Task details >>
Search the entries below for "flat", and copy each line where it appears.

Saved data entries:

□ □ □

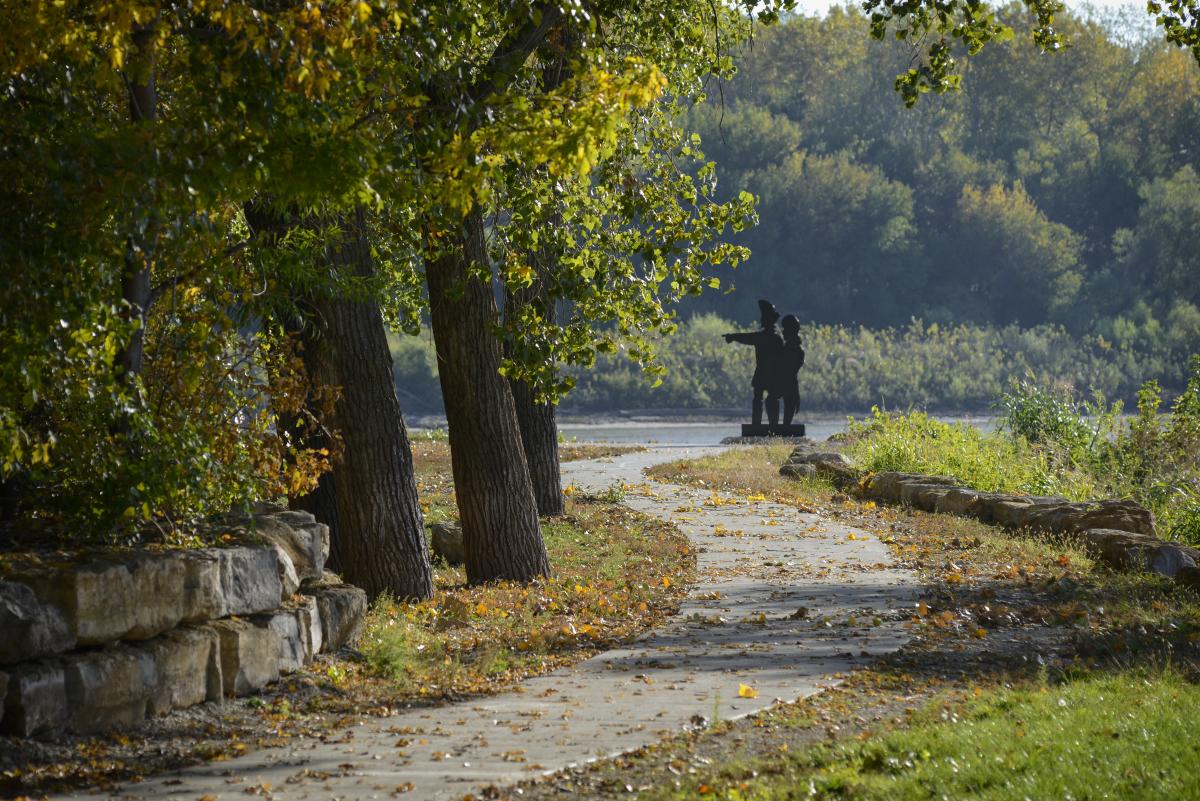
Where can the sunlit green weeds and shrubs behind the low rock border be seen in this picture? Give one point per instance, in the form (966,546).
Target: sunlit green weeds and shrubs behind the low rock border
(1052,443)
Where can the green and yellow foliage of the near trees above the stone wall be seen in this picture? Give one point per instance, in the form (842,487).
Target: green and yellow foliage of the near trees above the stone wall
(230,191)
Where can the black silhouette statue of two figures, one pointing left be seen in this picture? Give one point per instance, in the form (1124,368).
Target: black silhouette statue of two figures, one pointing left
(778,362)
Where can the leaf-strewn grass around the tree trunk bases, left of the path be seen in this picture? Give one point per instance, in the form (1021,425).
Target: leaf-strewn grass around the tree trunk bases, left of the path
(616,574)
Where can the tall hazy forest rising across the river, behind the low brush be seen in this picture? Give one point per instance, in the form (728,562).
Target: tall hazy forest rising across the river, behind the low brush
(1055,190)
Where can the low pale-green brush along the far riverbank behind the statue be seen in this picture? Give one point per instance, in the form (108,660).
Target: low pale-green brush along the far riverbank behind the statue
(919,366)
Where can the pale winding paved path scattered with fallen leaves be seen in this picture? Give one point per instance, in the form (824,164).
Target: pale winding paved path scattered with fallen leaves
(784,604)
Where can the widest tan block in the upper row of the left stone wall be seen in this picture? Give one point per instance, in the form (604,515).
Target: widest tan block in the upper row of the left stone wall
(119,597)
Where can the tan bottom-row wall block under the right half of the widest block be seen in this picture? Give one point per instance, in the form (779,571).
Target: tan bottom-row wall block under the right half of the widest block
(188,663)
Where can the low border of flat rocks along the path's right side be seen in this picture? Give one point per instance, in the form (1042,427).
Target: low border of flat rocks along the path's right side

□ □ □

Written reply >>
Where can the low border of flat rocks along the path's right side be seen in this picture? Give one point per instance, in the form (1042,427).
Target: low border of flat rocks along the path's right side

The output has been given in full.